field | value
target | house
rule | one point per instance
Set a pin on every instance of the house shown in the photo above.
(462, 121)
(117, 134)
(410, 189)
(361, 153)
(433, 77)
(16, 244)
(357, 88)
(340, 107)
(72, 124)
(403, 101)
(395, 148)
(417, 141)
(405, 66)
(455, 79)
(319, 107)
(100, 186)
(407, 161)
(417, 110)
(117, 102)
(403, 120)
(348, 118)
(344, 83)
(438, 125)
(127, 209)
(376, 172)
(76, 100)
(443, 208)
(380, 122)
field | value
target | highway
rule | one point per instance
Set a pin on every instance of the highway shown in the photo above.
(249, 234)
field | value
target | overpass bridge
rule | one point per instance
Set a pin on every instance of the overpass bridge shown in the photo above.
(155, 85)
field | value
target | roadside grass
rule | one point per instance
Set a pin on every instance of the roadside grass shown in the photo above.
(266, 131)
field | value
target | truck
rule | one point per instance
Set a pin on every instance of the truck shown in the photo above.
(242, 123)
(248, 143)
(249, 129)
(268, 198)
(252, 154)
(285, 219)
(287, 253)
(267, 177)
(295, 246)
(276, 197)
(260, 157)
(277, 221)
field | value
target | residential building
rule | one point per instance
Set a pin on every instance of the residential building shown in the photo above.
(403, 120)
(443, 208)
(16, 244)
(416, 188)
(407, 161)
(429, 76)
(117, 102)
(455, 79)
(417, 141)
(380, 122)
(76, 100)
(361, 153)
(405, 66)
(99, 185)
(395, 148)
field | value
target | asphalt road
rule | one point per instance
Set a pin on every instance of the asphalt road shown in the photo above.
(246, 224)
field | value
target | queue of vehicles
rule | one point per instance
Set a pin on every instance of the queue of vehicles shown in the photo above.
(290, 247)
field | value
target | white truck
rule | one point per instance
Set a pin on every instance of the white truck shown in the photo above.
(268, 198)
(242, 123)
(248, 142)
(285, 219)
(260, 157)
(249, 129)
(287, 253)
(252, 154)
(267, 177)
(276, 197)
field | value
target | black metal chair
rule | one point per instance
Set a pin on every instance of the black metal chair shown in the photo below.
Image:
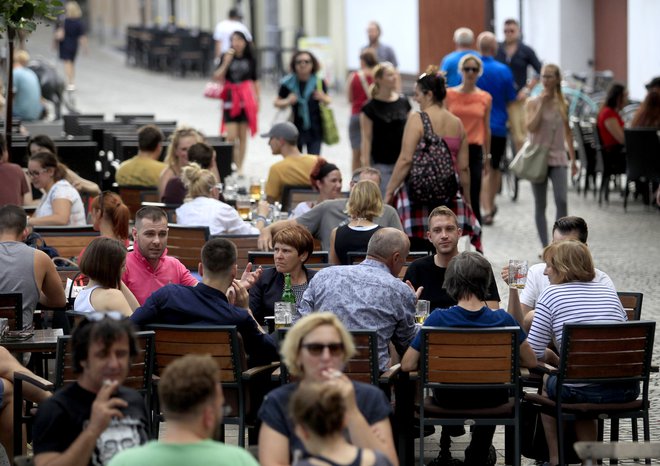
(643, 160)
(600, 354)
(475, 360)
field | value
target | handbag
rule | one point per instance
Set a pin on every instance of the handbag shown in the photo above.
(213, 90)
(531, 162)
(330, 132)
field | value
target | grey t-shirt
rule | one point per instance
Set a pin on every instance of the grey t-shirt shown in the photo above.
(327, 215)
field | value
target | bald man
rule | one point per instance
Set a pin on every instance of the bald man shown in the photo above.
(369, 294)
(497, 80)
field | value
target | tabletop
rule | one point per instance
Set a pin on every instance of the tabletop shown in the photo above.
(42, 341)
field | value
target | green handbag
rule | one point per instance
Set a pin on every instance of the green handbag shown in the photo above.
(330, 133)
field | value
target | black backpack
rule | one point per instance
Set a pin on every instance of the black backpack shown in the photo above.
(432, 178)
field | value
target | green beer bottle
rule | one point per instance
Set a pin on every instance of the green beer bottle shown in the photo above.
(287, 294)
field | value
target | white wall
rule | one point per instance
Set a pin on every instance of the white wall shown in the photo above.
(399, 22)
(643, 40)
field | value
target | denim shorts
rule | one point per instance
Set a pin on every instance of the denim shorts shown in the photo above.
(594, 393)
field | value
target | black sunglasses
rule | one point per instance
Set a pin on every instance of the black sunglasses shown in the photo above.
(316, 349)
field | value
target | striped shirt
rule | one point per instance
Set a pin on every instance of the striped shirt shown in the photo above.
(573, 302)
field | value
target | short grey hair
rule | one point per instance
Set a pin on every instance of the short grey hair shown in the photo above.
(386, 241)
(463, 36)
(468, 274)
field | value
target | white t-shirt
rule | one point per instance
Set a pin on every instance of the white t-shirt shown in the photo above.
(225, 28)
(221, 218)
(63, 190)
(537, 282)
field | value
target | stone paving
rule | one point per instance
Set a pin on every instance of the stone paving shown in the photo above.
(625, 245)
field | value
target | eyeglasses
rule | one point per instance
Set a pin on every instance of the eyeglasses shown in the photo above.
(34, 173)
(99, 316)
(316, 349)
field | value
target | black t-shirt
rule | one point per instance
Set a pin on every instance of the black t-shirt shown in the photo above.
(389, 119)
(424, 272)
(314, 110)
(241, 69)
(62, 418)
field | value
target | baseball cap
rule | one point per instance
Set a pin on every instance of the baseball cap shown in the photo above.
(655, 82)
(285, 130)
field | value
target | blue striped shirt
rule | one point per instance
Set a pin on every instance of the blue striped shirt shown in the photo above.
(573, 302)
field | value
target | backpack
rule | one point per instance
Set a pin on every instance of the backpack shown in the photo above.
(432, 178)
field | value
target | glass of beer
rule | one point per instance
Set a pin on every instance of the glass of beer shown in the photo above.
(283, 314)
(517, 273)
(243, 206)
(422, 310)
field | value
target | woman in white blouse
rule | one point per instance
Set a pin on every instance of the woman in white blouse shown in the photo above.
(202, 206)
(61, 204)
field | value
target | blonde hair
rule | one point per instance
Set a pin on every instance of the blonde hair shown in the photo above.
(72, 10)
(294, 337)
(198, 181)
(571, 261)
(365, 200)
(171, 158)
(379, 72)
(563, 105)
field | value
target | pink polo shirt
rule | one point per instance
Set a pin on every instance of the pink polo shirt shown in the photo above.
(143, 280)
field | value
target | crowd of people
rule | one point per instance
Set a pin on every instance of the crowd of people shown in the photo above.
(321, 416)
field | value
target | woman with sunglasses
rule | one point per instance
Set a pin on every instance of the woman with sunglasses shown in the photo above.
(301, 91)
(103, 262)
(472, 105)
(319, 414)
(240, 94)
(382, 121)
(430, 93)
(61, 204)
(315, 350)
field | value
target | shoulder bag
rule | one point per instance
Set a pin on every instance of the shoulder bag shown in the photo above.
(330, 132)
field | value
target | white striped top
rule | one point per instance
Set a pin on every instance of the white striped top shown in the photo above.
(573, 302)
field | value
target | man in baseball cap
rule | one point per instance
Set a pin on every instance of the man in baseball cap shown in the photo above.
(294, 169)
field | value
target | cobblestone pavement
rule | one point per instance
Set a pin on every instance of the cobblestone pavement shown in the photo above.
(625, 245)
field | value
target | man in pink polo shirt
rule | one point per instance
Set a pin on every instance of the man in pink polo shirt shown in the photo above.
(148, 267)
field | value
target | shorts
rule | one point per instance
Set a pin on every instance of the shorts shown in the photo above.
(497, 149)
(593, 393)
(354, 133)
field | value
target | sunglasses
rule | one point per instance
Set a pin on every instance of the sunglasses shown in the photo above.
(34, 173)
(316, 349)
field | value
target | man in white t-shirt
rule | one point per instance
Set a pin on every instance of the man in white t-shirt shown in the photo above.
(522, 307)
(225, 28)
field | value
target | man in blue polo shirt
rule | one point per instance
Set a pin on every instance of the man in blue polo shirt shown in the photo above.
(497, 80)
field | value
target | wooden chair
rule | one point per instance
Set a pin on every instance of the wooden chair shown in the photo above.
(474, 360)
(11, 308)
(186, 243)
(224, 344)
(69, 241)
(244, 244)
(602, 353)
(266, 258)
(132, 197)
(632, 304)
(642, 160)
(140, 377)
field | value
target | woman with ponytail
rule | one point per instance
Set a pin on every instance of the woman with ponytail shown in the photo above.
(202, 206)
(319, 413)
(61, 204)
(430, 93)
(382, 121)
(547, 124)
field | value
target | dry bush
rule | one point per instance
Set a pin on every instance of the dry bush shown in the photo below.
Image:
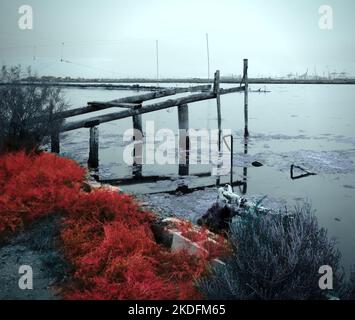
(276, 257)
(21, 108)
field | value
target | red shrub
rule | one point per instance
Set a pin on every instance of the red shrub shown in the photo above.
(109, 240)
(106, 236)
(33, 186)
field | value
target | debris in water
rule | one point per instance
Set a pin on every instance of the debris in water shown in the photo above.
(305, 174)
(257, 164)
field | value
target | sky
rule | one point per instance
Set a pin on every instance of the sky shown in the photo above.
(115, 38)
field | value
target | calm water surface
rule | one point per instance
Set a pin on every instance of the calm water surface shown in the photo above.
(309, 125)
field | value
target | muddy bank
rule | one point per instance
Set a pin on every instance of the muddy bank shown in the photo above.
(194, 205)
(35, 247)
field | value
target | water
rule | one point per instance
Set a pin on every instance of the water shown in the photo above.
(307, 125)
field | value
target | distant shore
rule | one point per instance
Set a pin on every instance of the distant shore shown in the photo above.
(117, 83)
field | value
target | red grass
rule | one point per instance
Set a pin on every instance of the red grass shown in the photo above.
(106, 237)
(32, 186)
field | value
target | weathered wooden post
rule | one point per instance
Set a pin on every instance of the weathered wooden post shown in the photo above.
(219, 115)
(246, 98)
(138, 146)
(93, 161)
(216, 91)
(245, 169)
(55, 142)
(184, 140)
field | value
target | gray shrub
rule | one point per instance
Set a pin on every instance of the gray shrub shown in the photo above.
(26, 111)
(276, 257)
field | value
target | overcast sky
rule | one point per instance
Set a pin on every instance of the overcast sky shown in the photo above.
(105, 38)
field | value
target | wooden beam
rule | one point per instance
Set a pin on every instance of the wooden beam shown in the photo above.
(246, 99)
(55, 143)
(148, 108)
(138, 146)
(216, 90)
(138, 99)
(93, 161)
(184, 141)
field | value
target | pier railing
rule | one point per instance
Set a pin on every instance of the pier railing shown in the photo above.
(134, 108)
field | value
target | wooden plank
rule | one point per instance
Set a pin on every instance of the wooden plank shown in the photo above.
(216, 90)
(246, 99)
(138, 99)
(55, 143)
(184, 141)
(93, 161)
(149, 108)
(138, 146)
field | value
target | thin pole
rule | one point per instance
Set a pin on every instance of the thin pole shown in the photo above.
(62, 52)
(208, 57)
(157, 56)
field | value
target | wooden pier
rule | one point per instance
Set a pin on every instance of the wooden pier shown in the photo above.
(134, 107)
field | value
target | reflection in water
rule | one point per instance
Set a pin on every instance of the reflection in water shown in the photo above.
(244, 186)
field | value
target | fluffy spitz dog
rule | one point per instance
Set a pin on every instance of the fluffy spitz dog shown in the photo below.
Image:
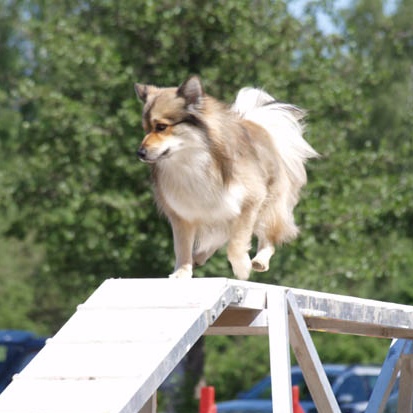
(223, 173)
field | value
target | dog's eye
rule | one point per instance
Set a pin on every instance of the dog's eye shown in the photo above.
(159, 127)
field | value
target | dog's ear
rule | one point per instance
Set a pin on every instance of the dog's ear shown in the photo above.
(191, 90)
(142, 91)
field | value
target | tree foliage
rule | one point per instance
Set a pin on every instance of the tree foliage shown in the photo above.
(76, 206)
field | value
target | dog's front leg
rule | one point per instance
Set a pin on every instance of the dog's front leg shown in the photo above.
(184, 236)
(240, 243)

- _Exercise brief_: Output each line of the listing above that has "below".

- _Task response_:
Set a pin on every instance of the black metal chair shown in the photo below.
Set a pin on every instance of the dry bush shown in the photo below.
Set a pin on every instance of the fluffy spitz dog shown in the photo below.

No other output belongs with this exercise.